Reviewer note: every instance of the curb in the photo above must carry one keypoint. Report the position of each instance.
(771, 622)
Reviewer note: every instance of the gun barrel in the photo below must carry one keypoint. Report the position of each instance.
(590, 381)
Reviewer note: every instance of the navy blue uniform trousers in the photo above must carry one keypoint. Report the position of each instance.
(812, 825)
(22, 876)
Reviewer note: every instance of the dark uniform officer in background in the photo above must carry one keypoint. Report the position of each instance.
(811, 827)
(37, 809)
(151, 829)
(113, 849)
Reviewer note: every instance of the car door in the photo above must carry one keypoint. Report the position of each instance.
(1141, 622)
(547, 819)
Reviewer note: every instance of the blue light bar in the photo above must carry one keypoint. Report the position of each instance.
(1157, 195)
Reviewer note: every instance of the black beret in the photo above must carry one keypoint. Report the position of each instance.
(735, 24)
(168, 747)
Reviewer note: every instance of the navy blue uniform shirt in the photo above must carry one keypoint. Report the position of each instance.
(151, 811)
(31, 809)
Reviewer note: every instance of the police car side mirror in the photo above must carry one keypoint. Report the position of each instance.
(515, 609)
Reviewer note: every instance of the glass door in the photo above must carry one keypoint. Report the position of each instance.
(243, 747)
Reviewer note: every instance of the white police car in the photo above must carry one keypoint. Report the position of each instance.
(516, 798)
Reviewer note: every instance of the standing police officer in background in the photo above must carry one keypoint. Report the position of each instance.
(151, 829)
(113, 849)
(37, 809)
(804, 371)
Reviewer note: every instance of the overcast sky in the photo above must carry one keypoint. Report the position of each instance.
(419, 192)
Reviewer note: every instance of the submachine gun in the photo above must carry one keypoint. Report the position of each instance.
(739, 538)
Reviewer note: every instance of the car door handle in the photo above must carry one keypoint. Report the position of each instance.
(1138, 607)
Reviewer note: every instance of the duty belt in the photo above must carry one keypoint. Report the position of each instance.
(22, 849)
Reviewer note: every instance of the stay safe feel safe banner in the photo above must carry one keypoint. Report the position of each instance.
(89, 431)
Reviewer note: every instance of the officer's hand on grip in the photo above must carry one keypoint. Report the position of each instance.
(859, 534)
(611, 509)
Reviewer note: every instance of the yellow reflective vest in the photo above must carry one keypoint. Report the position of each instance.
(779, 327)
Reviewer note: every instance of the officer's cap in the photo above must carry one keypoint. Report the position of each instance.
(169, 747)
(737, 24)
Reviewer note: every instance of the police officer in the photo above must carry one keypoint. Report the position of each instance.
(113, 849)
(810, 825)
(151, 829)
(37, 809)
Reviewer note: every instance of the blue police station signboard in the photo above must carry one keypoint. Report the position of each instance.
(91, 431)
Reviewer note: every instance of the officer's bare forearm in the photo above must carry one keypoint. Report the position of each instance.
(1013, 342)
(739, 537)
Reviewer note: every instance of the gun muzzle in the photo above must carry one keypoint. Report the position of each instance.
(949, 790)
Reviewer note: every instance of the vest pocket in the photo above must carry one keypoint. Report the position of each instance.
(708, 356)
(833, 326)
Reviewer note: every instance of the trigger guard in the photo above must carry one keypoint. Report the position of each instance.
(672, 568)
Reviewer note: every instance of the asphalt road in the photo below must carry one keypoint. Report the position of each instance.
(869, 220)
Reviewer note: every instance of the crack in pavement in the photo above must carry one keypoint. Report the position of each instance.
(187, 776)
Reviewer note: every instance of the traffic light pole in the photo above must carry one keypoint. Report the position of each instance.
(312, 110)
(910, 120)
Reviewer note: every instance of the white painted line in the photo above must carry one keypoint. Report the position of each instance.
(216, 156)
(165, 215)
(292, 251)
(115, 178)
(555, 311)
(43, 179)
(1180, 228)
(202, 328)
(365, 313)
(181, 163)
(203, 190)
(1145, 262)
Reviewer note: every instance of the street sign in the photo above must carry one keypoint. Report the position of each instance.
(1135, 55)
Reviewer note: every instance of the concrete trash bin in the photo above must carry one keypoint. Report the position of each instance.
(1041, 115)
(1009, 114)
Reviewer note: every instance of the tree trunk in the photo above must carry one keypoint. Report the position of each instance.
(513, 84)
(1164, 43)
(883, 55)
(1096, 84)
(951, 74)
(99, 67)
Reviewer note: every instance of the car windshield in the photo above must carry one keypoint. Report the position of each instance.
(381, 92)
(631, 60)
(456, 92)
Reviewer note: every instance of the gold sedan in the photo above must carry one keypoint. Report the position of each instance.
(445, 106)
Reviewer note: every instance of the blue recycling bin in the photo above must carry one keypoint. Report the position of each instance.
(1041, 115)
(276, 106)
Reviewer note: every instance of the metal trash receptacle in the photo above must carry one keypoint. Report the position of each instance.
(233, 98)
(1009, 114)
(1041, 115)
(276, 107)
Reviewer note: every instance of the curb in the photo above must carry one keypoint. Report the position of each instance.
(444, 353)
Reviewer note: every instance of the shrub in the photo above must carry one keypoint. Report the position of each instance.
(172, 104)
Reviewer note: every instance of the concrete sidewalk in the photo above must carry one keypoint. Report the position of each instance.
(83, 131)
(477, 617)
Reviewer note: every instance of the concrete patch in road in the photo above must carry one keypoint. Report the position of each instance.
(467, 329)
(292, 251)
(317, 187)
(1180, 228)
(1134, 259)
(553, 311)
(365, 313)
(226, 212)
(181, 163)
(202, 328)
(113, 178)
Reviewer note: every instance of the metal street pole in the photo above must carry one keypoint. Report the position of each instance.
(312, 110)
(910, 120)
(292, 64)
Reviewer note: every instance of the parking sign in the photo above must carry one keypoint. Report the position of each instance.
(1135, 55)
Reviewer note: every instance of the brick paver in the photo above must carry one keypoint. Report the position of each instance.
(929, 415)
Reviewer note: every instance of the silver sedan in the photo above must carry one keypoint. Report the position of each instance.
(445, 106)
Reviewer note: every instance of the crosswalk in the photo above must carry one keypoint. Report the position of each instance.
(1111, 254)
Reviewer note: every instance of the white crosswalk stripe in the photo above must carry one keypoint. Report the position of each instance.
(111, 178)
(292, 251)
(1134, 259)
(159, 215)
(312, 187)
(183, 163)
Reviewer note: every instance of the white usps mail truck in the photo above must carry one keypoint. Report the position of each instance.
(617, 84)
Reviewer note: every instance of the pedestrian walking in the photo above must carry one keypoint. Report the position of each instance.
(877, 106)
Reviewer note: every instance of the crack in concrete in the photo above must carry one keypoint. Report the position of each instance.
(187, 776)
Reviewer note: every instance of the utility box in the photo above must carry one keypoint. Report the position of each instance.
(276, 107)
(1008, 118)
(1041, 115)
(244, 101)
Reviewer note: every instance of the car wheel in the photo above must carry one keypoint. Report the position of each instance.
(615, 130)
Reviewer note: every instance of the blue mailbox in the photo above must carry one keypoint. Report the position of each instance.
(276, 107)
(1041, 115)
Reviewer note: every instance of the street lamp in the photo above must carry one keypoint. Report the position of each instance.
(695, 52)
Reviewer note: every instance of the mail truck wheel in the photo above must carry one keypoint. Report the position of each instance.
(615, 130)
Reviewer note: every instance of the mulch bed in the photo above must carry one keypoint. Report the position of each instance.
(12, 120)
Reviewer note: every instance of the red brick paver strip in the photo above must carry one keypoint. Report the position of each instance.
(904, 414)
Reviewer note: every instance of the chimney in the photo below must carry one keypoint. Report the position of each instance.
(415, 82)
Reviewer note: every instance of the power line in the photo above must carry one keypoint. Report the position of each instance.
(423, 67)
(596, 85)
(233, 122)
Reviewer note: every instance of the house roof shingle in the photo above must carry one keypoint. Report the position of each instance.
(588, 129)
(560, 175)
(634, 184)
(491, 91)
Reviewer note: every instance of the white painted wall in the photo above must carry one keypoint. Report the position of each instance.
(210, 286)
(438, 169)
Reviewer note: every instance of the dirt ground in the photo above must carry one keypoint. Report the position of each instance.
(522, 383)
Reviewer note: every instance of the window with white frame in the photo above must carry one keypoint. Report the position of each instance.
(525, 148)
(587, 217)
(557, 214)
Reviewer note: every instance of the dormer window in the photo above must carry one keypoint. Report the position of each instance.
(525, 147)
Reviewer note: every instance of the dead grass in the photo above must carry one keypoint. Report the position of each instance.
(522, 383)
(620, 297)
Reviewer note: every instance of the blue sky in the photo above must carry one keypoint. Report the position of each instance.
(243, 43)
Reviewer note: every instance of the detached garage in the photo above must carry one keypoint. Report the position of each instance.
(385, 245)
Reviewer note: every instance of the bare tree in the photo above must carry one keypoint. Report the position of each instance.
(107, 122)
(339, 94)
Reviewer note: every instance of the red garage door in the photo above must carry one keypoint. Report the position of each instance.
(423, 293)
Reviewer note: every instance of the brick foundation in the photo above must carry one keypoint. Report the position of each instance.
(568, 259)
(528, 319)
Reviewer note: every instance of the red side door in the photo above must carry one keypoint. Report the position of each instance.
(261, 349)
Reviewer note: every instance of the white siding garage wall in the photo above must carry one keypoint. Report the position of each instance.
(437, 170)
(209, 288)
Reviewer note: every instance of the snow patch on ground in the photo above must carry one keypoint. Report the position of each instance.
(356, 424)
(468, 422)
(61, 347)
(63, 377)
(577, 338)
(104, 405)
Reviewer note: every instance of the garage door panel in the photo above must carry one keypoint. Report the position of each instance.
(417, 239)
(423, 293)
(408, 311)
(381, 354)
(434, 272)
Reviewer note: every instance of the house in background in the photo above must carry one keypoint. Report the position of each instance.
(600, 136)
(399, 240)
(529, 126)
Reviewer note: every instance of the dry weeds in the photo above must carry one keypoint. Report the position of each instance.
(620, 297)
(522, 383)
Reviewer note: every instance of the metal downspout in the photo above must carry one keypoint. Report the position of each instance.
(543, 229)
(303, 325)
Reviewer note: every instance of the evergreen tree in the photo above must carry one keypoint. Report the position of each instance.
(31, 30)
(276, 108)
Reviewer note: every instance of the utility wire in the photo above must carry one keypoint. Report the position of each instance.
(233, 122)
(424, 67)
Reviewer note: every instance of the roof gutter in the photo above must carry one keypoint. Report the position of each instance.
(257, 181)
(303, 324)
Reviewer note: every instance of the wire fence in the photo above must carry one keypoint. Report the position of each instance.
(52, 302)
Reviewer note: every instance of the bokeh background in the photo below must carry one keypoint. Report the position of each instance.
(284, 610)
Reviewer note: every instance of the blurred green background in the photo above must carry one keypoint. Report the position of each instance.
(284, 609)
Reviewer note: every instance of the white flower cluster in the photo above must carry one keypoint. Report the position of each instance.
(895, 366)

**What is required:** Rewrite everything from the line containing "Reviewer note: every instance of the blurred" down to the end of the records above as a numbered list, omitting any blank lines.

**Solution:**
1. Reviewer note: every instance of the blurred green background in the photo above must carry one keypoint. Report the position of each instance.
2. (284, 609)
3. Reviewer note: every instance of the white flower cluster in the photo above must carry one keypoint. Report the position of each instance.
4. (895, 366)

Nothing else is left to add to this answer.